Your instructions >> Can you rewrite the entries below, changing every "backpack" to "rucksack" and keeping everything else the same? Leave the pictures out of your version.

Exercise data >>

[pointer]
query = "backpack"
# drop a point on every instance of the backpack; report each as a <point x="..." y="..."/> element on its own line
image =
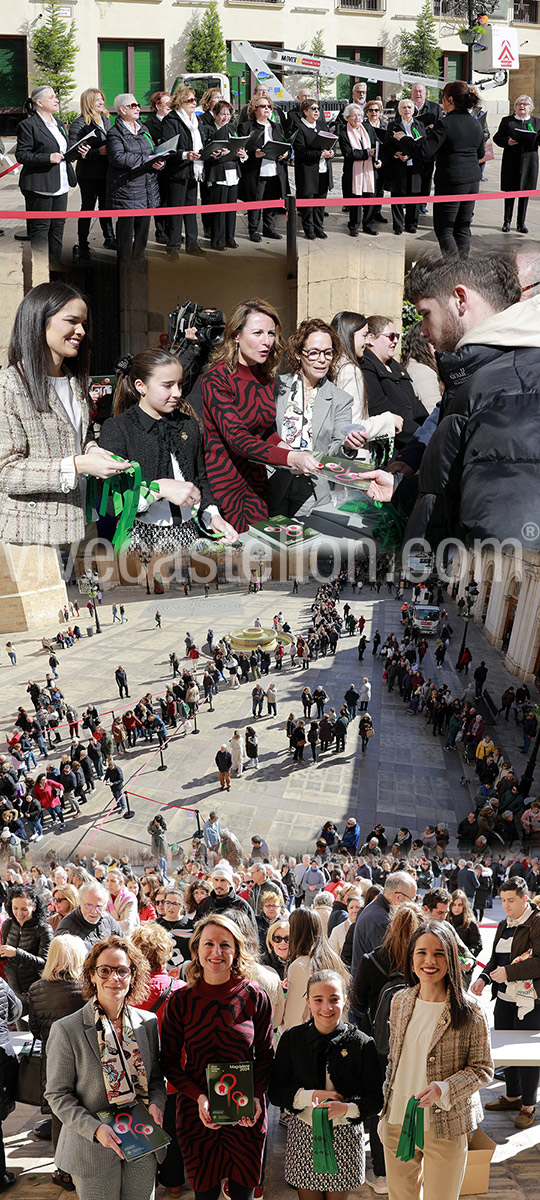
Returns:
<point x="381" y="1024"/>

Final result >>
[pointer]
query = "rucksack"
# drop a point on every instance of the rucksack; report each as a <point x="..." y="..."/> element on its own line
image =
Returns:
<point x="381" y="1024"/>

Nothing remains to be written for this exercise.